* CEL ZADANIA: Zbierz z poniższych wierszy wszystkie linie, w których pojawia się słowo "distant".

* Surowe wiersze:
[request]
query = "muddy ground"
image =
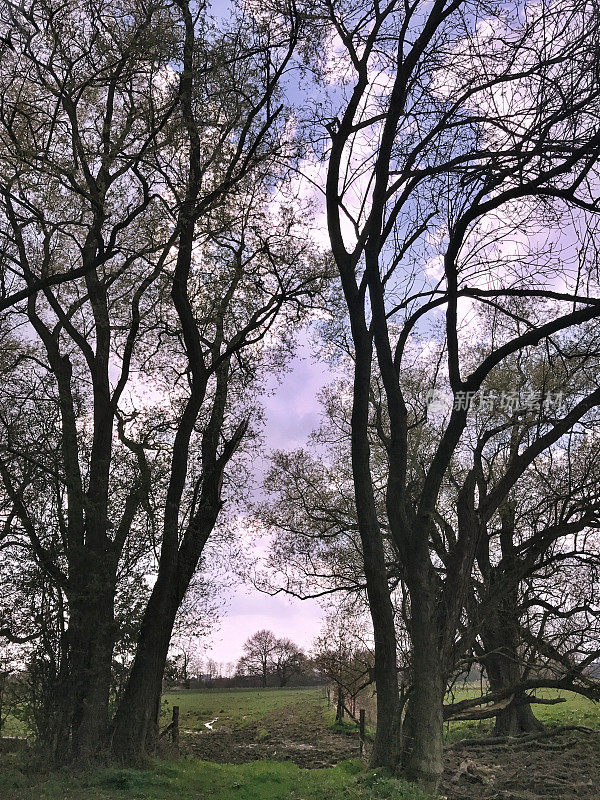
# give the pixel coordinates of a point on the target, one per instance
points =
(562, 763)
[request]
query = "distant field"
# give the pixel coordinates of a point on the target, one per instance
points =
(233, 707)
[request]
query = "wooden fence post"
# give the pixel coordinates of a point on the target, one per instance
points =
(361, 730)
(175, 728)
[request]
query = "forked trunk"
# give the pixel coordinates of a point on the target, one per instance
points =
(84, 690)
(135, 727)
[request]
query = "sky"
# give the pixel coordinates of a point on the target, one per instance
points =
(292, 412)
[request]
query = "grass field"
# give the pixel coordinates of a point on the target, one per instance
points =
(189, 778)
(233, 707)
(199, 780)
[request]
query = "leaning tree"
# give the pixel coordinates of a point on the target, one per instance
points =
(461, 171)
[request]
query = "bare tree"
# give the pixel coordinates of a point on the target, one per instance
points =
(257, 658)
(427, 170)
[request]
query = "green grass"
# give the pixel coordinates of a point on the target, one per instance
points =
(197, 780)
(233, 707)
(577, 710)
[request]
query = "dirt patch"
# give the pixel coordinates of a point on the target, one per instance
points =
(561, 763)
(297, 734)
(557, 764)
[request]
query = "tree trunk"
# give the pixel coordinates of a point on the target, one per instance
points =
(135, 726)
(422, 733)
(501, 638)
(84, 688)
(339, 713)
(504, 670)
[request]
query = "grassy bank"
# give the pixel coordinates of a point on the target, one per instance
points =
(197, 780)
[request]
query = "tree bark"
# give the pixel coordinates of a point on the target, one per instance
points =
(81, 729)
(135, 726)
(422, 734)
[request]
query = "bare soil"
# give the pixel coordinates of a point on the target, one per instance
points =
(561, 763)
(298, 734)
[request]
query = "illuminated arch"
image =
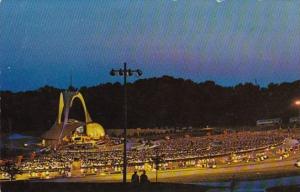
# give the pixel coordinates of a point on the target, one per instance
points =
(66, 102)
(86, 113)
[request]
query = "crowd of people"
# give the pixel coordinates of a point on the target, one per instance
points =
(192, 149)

--

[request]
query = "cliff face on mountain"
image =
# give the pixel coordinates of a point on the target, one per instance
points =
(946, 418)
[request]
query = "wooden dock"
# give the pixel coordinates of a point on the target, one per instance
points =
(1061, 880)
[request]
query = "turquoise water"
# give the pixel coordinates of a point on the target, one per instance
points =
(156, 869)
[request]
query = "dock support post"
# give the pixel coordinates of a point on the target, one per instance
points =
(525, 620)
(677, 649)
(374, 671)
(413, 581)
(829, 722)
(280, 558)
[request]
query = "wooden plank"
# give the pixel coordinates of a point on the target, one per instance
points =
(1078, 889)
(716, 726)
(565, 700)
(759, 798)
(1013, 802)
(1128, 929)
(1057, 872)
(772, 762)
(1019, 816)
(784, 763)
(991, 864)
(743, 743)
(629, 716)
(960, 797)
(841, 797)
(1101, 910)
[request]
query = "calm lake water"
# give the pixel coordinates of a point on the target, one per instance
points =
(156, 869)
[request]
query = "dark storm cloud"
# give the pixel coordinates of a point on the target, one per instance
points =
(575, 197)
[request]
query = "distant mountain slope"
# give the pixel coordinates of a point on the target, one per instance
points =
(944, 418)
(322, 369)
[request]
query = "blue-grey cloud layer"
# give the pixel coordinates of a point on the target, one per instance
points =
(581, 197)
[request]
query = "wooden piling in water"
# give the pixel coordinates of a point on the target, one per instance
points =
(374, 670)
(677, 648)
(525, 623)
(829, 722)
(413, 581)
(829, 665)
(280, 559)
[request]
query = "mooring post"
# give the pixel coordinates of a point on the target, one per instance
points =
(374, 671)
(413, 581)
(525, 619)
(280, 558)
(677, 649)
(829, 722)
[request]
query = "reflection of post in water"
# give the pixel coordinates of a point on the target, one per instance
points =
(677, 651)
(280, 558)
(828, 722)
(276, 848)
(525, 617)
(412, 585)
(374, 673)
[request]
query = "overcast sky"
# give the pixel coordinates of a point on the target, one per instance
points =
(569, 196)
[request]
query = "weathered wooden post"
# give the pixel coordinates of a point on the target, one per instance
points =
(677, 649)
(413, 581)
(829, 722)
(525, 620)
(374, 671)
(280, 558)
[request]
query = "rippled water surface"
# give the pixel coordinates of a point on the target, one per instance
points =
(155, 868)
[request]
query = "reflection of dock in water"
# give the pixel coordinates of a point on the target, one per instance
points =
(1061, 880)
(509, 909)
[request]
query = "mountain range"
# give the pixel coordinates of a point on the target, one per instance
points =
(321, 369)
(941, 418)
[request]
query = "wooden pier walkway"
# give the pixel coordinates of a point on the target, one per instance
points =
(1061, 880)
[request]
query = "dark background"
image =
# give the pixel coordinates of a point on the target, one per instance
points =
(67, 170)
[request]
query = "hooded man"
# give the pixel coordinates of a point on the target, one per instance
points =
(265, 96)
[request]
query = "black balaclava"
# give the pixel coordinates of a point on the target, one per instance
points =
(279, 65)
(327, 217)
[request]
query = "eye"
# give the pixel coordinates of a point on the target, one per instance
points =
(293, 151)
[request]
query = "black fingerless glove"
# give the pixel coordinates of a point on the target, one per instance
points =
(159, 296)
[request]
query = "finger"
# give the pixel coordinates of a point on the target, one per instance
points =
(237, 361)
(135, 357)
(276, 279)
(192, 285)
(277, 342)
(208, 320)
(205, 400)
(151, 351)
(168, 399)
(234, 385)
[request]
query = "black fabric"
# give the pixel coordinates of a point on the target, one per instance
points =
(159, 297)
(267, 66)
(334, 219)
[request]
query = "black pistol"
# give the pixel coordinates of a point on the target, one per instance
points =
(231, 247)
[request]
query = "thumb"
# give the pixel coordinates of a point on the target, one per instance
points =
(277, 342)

* WYNIK ĆWICZENIA:
query = "distant field"
query = "distant mountain slope"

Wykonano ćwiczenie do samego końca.